Part of a data file:
····················

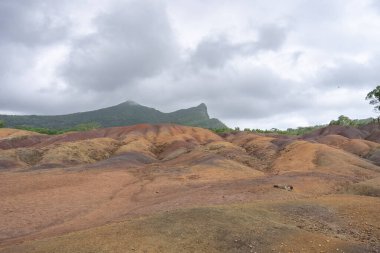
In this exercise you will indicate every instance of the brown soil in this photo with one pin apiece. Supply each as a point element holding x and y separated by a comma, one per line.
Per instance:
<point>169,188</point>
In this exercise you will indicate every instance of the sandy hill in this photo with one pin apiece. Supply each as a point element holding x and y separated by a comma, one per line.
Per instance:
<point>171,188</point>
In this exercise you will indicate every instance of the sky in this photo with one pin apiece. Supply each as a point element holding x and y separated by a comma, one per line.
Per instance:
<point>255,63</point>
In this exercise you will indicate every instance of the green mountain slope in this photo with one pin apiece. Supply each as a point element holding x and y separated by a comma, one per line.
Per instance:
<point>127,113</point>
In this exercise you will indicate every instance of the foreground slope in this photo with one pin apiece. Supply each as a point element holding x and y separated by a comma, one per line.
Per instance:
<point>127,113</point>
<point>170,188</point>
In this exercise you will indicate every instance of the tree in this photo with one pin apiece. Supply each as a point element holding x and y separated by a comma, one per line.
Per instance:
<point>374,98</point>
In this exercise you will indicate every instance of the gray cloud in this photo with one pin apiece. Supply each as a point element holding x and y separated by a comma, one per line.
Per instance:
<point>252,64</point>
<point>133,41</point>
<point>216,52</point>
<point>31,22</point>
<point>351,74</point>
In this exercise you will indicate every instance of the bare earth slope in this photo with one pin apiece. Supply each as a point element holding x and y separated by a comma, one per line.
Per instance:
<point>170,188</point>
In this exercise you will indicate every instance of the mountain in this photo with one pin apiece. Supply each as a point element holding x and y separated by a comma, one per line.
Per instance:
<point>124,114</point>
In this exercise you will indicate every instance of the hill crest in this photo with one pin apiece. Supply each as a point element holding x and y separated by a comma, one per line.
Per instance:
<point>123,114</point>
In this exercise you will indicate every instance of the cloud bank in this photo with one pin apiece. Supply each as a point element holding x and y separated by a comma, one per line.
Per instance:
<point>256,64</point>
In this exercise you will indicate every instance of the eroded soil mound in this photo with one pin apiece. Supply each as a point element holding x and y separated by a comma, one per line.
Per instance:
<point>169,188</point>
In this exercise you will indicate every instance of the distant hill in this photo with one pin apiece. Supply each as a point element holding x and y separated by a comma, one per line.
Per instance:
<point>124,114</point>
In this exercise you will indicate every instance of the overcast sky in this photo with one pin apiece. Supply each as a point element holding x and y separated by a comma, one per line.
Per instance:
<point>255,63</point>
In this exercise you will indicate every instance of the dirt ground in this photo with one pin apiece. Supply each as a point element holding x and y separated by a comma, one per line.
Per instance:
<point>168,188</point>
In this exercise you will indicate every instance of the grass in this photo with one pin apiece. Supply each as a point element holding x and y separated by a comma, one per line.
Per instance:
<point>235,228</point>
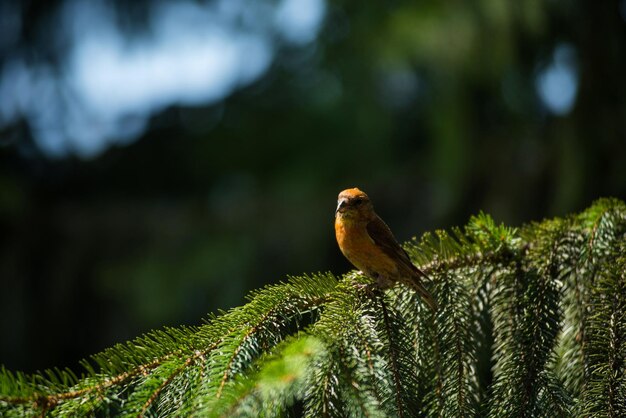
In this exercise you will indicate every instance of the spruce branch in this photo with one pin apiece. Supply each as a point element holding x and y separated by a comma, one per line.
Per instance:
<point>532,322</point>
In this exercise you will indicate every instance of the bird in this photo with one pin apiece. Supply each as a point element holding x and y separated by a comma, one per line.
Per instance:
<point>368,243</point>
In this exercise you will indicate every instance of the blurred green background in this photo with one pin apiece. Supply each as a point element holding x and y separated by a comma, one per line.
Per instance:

····················

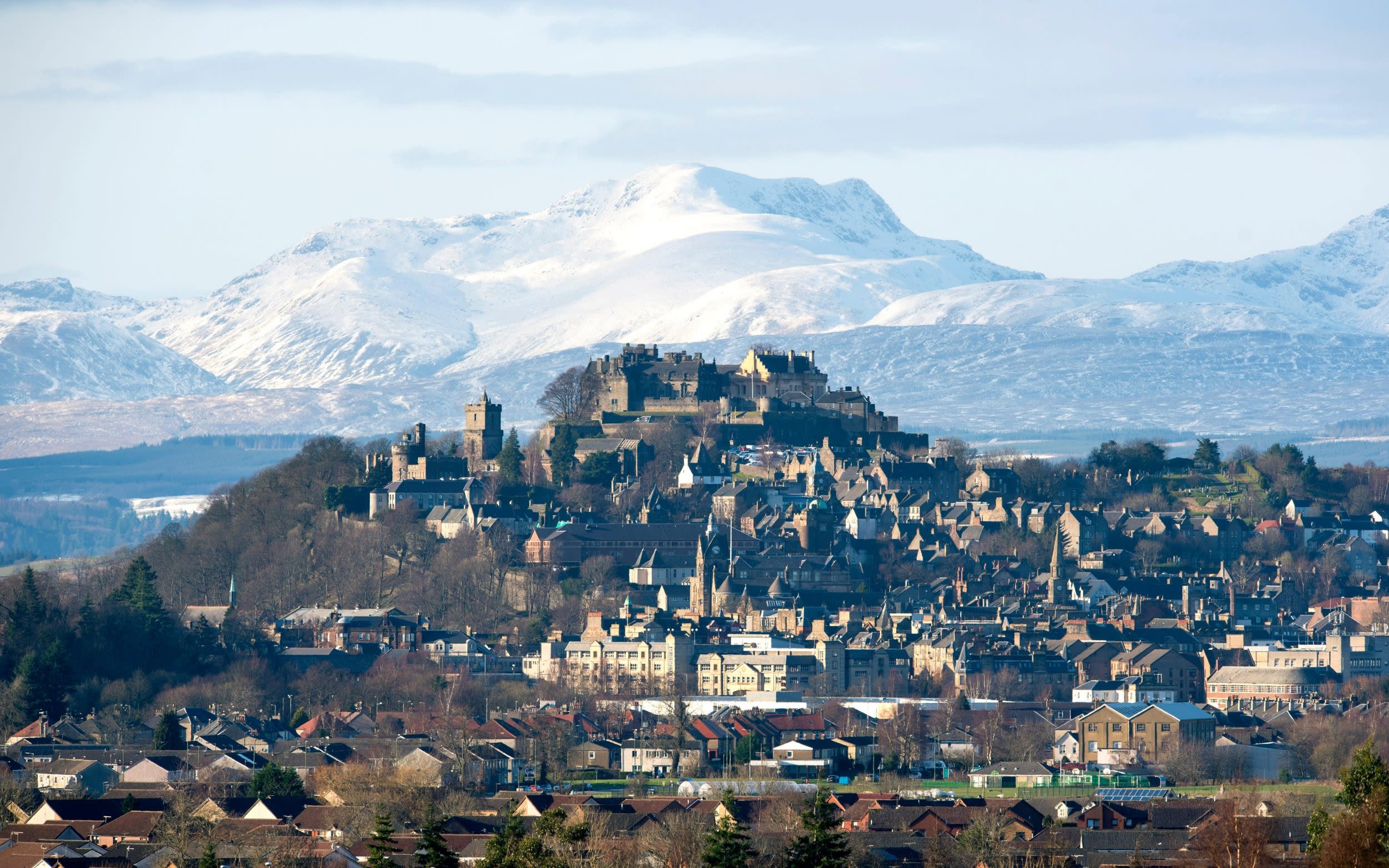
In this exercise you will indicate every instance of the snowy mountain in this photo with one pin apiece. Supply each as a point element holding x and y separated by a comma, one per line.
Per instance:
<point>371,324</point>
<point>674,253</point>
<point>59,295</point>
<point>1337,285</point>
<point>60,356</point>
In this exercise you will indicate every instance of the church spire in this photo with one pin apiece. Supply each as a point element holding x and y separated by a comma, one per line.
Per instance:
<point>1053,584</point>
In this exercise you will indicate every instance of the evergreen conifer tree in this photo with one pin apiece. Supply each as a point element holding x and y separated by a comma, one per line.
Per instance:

····················

Reproduce the entries verbatim, starting with the line containing "In this exercise you will indicate every instance of the grass" and continuing through the line containing "<point>235,228</point>", with both of those lines included.

In this exercise you will indicate every instance of the grass in this photo with one pin apiece. Supply each as a point element holding x and y separated by a comma, one per line.
Per instance:
<point>235,228</point>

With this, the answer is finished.